Task statement: Copy out, character for character, the lines from the one containing "trace the outline of every instance of the blonde" through the one containing "M62 50L62 56L60", including both of those lines and nothing else.

Given information start

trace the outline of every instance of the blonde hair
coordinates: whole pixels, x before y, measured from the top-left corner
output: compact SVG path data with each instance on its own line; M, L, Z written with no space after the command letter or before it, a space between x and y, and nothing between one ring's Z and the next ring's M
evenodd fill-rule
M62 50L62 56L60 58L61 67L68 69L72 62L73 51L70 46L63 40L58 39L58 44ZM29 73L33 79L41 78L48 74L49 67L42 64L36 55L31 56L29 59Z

Given information end
Given information start

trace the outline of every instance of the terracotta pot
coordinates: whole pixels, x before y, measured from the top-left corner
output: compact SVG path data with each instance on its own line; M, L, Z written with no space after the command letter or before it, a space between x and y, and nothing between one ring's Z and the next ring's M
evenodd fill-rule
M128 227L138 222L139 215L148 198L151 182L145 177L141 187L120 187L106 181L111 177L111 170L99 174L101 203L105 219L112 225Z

Given information end
Given information start

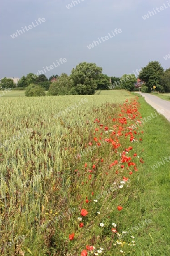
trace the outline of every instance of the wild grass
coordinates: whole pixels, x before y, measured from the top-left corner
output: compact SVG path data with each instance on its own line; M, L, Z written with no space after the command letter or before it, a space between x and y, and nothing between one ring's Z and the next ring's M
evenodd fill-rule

Given information end

Reply:
trace the outline of every instance of the blonde hair
coordinates: whole pixels, x before y, measured from the top-left corner
output: compact SVG path data with each instance on its own line; M, L, Z written with no space after the command letter or before it, a space between x and y, and nothing between one ring's Z and the next ring's M
evenodd fill-rule
M62 50L62 56L60 58L61 67L68 69L72 62L73 51L70 46L63 40L58 39L58 44ZM29 73L33 79L41 78L48 74L49 67L42 64L36 55L31 56L29 59Z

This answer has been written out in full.